======== Page text ========

The Symphony in D, [Op. 23], is the only work in this genre by the Bohemian-born composer Jan Václav Voříšek. He wrote it in 1821 at age 30; he died young, at only 34.

The dedication to Aloys von Fuchs was inscribed in the composer's own hand on 14 April 1823.

The symphony has not been published during Voříšek's lifetime and originally bears no opus number. In some recordings, it bears op. 23, a number missing in Voříšek's original numbering. Confusingly, in some other recordings it bears op. 24, a number also attributed to Voříšek's Mass in B-flat.

It is scored for a standard classical orchestra typical of late Haydn or early Beethoven symphonies: 2 flutes, 2 oboes, 2 clarinets, 2 bassoons, 2 horns, 2 trumpets, timpani and strings. Indeed, it has often been compared to early Beethoven, although it was written only six years before that master's death, 16 months after Voříšek. He was a friend of Schubert and may well have been influenced by that composer as well.

The Symphony in D is Voříšek's most famous work, and is the first major Czech contribution to the 19th century symphonic literature.

The movements are:

== Recordings ==
The Symphony in D has been recorded by:
- Czech National Symphony Orchestra under Paul Freeman
- Czech Philharmonic under Karel Ančerl
- Deutsche Kammerphilharmonie under Thomas Hengelbrock
- New Philharmonia Orchestra under Michael Bialoguski
- Prague Philharmonia under Jiří Bělohlávek
- Scottish Chamber Orchestra under Sir Charles Mackerras
- West German Sinfonia Orchestra under Dirk Joeres
- Leipzig Gewandhaus Orchestra under Herbert Blomstedt.

========

# Exercise set
#1 Translate this sentence from the Voříšek symphony text into French: "The dedication to Aloys von Fuchs was inscribed in the composer's own hand on 14 April 1823."
#2 Reproduce the Voříšek symphony text word for word, starting at the words "The symphony has" and stopping after "Mass in B-flat.".

======== Supplied data ========

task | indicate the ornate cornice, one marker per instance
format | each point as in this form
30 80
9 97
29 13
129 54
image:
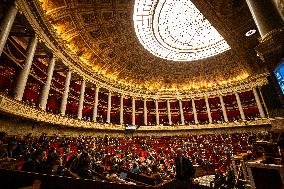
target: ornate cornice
47 34
14 107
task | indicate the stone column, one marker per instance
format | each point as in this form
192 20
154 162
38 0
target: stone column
81 101
145 112
108 107
258 103
133 111
65 94
121 109
240 106
24 74
223 109
208 110
6 26
194 112
169 112
95 110
157 112
265 15
181 111
46 87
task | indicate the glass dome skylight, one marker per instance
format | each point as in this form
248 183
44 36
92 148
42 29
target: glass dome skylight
176 30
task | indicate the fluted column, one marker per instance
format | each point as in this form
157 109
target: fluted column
265 15
108 107
24 74
223 109
258 103
157 112
208 110
6 26
169 112
181 111
240 106
95 110
46 87
133 111
121 109
194 111
145 112
81 101
65 93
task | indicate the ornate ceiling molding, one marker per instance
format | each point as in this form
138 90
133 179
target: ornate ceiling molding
181 85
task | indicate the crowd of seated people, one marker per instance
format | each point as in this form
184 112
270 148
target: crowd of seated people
111 157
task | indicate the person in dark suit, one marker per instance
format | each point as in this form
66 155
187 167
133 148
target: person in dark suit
184 170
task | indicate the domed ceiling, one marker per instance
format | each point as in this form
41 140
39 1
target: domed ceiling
101 34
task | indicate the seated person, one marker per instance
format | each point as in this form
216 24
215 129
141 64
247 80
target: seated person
112 175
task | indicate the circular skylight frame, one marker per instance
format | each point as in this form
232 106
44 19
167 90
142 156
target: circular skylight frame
149 25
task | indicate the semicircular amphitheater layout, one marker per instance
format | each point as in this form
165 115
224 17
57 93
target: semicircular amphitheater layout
135 94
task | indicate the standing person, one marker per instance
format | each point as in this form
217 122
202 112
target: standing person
184 171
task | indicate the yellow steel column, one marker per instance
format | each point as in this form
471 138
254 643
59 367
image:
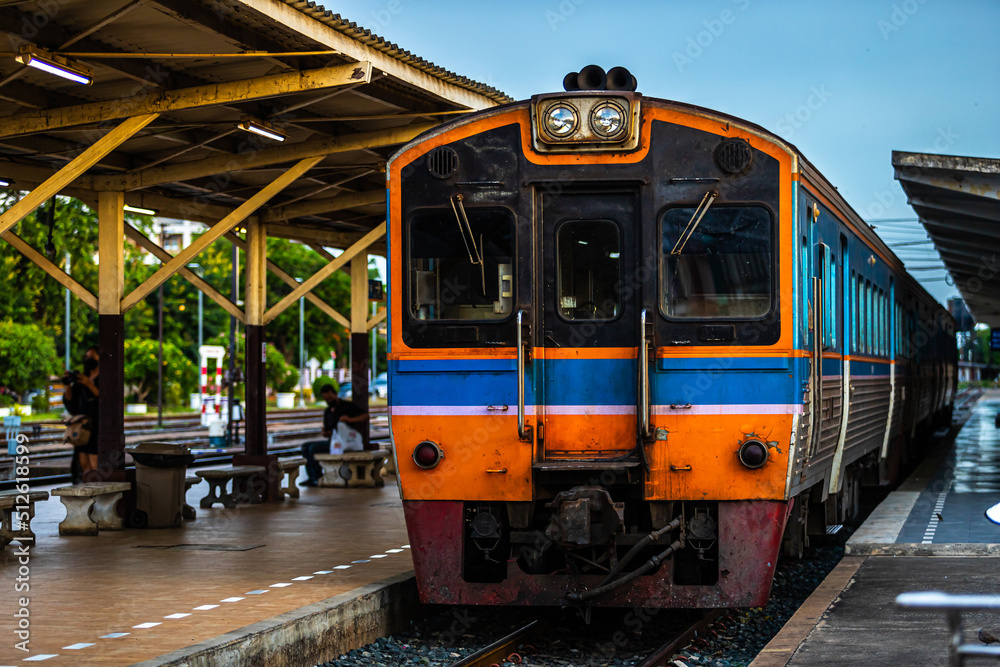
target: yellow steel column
359 337
111 322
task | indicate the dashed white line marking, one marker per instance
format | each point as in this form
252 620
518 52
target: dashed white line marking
932 524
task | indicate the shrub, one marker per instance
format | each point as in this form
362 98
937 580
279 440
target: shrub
318 384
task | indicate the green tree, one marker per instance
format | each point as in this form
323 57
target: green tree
27 357
179 374
74 233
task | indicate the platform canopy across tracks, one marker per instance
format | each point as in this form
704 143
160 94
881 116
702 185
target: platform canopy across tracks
958 202
258 118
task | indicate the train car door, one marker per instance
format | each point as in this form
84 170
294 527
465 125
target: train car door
589 325
827 363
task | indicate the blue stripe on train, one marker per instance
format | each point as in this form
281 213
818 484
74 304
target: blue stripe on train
583 382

========

# Results for the exercise
#1 La dédicace à Aloys von Fuchs a été inscrite de la main même du compositeur le 14 avril 1823.

#2
The symphony has not been published during Voříšek's lifetime and originally bears no opus number. In some recordings, it bears op. 23, a number missing in Voříšek's original numbering. Confusingly, in some other recordings it bears op. 24, a number also attributed to Voříšek's Mass in B-flat.